- **BRIEF**:
Gather every line in the entries below that contains the string "chair", matching case exactly, and copy each of those lines out in full.

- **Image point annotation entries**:
+++
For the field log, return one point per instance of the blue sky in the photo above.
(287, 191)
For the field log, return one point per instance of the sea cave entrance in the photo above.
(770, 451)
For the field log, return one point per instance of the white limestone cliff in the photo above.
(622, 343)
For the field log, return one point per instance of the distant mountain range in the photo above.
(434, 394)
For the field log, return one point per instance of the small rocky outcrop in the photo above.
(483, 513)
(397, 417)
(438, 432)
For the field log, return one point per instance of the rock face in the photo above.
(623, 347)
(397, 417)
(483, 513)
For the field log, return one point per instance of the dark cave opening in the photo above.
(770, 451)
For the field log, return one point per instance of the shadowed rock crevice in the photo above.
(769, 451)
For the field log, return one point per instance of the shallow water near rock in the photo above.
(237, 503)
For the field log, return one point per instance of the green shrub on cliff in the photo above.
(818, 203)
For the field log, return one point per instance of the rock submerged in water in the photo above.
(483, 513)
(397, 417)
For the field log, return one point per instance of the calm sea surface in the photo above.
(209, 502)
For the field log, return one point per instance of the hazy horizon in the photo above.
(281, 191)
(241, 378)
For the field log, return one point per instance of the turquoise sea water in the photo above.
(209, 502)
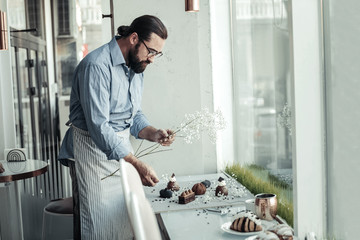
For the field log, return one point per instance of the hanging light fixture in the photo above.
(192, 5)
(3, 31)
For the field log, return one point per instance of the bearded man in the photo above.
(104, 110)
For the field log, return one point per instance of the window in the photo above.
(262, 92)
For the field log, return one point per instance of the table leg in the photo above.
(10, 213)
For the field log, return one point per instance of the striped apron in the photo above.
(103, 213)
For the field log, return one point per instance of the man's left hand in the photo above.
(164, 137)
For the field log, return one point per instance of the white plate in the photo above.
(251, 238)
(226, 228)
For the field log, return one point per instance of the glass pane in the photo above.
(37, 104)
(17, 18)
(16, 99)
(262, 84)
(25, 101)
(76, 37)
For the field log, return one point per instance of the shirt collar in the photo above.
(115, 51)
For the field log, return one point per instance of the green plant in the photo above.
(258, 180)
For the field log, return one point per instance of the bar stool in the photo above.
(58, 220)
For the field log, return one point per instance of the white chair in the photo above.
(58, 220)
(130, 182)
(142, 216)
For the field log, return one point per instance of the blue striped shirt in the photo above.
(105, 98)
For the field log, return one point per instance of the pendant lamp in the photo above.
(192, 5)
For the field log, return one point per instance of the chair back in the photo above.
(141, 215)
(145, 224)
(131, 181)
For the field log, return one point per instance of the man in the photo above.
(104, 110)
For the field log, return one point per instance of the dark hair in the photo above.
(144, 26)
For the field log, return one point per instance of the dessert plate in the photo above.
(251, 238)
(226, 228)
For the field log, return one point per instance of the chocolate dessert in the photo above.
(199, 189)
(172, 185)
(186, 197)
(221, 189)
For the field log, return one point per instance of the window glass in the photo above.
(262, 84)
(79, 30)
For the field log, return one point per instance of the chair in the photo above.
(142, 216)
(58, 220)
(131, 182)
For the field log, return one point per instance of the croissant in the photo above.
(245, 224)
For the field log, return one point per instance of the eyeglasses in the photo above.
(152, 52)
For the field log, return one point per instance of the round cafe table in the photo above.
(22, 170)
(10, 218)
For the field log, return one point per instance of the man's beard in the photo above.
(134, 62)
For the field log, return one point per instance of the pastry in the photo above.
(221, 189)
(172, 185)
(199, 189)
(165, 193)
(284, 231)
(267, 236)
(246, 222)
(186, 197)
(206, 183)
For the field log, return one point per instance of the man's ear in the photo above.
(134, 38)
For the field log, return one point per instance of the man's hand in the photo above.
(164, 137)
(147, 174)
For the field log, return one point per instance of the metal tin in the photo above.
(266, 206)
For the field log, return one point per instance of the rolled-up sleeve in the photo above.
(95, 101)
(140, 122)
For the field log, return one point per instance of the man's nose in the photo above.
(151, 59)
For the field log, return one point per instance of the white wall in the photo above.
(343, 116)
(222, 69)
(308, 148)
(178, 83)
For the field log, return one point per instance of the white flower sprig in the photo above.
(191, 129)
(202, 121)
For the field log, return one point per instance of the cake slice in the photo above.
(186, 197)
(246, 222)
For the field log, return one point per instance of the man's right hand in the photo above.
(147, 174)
+++
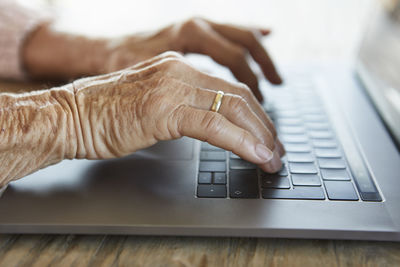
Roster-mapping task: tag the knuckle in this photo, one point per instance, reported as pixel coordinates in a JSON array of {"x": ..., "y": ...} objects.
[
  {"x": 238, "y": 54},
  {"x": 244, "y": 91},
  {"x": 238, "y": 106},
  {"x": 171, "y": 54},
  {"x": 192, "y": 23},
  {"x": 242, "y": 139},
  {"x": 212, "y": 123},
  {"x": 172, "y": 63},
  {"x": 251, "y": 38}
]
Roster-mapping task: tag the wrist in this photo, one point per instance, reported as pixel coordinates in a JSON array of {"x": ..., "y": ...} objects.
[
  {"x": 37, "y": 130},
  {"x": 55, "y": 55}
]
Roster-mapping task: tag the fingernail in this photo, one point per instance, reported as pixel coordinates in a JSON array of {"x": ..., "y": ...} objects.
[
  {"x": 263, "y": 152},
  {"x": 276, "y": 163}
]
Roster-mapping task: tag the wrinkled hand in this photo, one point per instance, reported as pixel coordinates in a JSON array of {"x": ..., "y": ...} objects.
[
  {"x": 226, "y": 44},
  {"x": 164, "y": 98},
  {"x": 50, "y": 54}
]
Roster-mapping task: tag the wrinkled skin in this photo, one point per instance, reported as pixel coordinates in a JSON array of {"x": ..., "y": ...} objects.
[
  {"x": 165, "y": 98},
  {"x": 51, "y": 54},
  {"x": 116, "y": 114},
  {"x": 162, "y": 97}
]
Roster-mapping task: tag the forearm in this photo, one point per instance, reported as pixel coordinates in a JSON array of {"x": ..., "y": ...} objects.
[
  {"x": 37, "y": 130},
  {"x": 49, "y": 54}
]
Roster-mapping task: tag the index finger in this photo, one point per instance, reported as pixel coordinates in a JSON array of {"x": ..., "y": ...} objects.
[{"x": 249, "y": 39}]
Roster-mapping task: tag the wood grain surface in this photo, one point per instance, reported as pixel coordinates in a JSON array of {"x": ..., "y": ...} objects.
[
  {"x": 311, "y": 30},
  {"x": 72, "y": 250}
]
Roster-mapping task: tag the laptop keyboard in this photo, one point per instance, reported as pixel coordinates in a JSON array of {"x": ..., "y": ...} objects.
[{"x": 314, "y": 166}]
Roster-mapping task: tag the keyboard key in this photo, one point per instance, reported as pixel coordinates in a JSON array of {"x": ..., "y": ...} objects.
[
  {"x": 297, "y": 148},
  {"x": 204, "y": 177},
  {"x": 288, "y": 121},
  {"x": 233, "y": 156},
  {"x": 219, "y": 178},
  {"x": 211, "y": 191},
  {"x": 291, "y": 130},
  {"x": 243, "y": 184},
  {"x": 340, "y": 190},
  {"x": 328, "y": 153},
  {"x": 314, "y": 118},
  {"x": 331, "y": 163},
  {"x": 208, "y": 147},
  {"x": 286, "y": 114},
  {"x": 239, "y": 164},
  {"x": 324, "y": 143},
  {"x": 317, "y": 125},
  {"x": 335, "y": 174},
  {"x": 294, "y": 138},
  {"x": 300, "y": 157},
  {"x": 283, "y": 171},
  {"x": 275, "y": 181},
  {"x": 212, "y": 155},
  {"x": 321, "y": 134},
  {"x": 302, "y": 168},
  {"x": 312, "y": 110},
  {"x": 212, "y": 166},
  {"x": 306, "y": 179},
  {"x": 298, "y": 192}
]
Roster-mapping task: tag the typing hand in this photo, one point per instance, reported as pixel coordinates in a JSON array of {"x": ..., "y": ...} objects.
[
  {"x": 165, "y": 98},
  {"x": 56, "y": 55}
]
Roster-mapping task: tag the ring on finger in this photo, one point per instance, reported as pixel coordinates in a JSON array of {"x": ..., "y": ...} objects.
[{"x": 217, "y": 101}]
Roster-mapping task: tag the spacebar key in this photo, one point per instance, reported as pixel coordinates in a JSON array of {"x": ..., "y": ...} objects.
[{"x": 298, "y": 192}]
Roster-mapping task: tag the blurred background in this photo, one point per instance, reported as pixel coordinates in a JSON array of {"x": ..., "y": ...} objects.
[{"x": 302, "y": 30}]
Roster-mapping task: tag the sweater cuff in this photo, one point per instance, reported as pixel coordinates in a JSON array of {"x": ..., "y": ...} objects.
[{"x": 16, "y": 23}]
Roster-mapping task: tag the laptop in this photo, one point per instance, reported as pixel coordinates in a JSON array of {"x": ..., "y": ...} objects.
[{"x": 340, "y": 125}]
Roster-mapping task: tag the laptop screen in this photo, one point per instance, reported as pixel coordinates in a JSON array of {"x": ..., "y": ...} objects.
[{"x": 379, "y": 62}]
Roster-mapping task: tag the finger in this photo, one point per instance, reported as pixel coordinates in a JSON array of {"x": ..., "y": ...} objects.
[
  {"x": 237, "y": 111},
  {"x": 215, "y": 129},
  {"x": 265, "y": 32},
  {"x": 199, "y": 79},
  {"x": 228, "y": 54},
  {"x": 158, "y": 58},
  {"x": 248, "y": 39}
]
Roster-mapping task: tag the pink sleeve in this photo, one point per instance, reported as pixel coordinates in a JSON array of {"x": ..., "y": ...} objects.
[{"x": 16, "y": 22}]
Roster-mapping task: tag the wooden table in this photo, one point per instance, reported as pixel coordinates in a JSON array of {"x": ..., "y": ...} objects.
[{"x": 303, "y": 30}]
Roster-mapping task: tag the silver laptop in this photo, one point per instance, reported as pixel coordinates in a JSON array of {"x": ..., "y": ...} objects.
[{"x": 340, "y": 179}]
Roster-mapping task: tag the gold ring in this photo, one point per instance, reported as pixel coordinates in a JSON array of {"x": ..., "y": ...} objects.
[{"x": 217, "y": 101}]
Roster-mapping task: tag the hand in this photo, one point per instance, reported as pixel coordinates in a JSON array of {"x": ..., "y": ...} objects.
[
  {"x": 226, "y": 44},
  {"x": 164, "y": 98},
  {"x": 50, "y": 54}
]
+++
- **EXPECTED OUTPUT**:
For the field log, return one point per instance of the white chair in the photo above.
For the field log, return one point per instance of the chair back in the photo above.
For the field log, return one point per instance of the chair in the photo above.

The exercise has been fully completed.